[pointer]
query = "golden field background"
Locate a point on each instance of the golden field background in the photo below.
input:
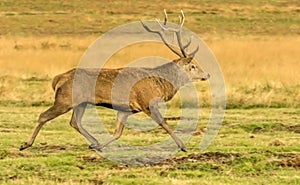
(258, 71)
(255, 42)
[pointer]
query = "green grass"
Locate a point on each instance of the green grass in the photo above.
(242, 153)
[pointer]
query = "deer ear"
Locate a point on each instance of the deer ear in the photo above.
(183, 61)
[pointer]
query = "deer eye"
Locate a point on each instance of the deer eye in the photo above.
(193, 67)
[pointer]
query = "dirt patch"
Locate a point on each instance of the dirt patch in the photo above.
(287, 162)
(195, 157)
(276, 143)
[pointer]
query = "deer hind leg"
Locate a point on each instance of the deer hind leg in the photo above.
(154, 113)
(53, 112)
(121, 119)
(78, 112)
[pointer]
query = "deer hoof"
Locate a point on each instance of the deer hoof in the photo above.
(184, 149)
(95, 147)
(24, 146)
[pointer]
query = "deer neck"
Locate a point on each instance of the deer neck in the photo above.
(173, 73)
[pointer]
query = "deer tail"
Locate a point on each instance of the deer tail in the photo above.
(55, 82)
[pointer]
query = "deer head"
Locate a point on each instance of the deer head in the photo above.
(191, 67)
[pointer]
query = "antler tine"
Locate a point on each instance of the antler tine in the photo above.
(188, 44)
(166, 17)
(161, 34)
(182, 18)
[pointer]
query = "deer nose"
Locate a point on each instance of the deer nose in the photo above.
(205, 76)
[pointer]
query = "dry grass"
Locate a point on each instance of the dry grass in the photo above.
(258, 71)
(243, 60)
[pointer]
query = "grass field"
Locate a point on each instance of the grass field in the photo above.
(255, 42)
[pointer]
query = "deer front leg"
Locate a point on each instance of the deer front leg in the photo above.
(154, 113)
(53, 112)
(78, 112)
(121, 119)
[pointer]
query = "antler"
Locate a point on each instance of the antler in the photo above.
(177, 32)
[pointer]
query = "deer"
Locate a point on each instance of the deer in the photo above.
(154, 84)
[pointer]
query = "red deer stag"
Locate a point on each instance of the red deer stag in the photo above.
(161, 82)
***
• TASK GOAL:
What lines in the material above hold the string "background"? List them.

• FINAL ANSWER:
query = "golden field background"
Locate a point on each instance of the golden field background in the photo below.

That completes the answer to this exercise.